- Exercise brief
Count the lines below that contain the word "several", and reply with only that number.

- Supplied data
■ ■ ■

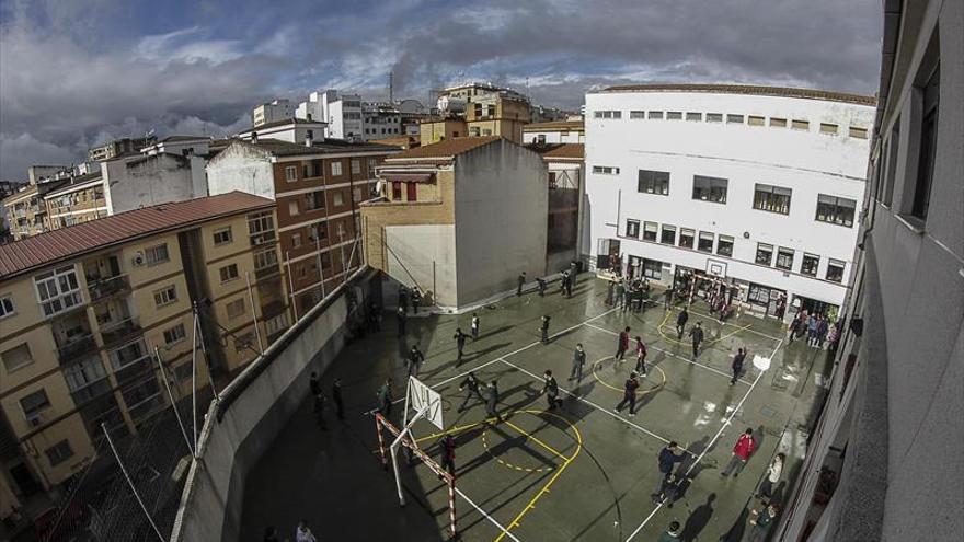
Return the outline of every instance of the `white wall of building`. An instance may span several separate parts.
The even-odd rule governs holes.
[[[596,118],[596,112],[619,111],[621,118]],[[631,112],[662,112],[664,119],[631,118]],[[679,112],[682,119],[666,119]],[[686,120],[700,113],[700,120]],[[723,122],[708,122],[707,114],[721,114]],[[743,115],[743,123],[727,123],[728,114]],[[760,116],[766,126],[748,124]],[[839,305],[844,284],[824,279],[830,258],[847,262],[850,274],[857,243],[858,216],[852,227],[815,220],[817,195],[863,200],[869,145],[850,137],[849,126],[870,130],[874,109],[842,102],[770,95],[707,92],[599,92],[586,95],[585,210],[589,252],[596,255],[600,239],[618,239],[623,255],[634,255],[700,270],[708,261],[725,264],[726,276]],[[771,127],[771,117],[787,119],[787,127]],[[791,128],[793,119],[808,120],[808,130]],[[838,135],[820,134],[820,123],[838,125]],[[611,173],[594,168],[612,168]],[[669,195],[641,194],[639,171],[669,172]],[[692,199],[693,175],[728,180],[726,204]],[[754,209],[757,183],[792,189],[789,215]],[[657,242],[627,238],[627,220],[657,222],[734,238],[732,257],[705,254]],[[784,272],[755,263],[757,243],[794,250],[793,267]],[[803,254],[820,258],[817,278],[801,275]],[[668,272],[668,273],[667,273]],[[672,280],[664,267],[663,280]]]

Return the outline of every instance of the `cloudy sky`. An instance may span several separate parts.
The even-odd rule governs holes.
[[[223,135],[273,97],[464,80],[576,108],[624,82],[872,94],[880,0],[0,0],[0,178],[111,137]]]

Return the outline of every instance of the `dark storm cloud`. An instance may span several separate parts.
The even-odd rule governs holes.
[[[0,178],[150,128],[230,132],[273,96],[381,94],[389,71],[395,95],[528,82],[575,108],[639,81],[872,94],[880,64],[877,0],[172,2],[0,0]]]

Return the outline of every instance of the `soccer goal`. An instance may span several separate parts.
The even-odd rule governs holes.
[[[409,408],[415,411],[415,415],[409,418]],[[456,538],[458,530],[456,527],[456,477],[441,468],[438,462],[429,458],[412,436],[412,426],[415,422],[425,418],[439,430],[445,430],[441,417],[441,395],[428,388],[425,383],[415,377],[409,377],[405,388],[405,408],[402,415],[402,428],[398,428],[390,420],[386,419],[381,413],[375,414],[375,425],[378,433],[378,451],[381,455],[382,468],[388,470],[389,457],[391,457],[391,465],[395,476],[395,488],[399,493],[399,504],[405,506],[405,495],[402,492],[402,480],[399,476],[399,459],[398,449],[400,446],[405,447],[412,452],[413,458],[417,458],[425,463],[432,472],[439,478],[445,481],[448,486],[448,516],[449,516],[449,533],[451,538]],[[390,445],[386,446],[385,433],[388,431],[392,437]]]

■ ■ ■

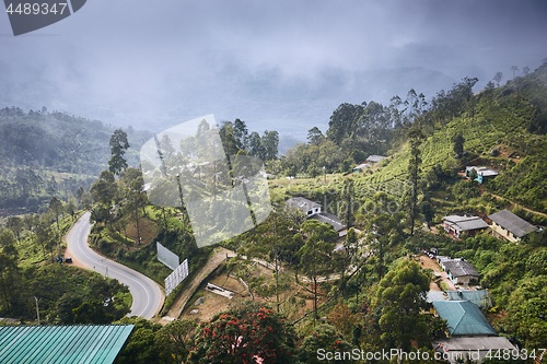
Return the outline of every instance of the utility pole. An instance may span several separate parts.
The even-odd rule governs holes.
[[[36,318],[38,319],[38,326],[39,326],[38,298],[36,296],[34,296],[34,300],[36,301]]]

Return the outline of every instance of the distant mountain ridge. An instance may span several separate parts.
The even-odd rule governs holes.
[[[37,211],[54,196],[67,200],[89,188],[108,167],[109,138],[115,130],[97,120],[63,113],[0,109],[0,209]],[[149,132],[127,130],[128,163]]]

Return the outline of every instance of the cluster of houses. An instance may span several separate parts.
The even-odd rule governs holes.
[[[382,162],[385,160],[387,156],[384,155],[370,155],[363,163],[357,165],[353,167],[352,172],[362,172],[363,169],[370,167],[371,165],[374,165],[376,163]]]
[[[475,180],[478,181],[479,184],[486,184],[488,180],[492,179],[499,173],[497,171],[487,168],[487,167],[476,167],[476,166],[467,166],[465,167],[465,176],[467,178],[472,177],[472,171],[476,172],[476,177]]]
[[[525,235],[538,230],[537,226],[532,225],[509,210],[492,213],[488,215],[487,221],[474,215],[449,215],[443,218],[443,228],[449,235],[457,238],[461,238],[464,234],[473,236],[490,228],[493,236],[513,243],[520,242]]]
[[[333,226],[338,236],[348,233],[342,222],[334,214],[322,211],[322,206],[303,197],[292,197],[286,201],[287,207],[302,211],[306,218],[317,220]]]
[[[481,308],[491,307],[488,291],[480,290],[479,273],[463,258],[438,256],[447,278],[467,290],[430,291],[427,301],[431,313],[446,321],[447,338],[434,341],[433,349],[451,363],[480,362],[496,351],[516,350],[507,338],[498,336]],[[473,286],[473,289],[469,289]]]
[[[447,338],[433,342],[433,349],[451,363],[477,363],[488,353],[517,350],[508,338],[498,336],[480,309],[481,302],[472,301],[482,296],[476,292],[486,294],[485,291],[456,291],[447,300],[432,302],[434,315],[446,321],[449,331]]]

■ ■ ■

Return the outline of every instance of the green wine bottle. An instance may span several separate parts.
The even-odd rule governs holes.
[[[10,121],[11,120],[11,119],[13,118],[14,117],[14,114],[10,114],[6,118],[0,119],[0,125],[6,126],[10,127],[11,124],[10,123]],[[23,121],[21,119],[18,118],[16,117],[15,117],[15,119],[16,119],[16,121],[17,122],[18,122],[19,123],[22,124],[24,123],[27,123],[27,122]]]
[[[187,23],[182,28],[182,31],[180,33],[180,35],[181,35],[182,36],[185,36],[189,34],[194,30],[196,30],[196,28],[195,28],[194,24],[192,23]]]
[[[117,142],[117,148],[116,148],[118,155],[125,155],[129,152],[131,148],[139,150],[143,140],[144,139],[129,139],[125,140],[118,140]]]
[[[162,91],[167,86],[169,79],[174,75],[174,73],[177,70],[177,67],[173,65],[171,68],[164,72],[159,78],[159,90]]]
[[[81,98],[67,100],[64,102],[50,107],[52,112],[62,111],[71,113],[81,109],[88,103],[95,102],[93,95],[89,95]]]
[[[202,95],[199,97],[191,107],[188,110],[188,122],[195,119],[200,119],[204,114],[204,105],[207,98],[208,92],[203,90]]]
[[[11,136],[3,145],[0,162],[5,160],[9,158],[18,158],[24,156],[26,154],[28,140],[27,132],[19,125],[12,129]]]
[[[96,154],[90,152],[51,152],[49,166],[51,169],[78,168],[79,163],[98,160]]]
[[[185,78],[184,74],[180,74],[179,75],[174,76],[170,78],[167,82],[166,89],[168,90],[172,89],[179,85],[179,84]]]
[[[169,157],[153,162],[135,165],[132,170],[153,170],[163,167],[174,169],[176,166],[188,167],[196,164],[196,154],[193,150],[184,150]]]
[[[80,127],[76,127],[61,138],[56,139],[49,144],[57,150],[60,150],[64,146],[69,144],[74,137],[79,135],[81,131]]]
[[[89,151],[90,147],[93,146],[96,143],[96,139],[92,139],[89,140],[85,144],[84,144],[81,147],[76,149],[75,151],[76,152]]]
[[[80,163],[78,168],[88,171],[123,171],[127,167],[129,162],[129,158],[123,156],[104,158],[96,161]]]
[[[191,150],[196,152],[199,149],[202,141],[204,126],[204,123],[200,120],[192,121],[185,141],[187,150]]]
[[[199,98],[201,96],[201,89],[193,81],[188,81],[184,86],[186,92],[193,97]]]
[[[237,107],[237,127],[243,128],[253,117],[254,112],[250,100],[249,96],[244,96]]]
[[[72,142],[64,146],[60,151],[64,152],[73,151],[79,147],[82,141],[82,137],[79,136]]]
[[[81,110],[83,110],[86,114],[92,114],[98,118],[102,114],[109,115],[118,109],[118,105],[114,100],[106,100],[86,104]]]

■ ■ ■

- Result
8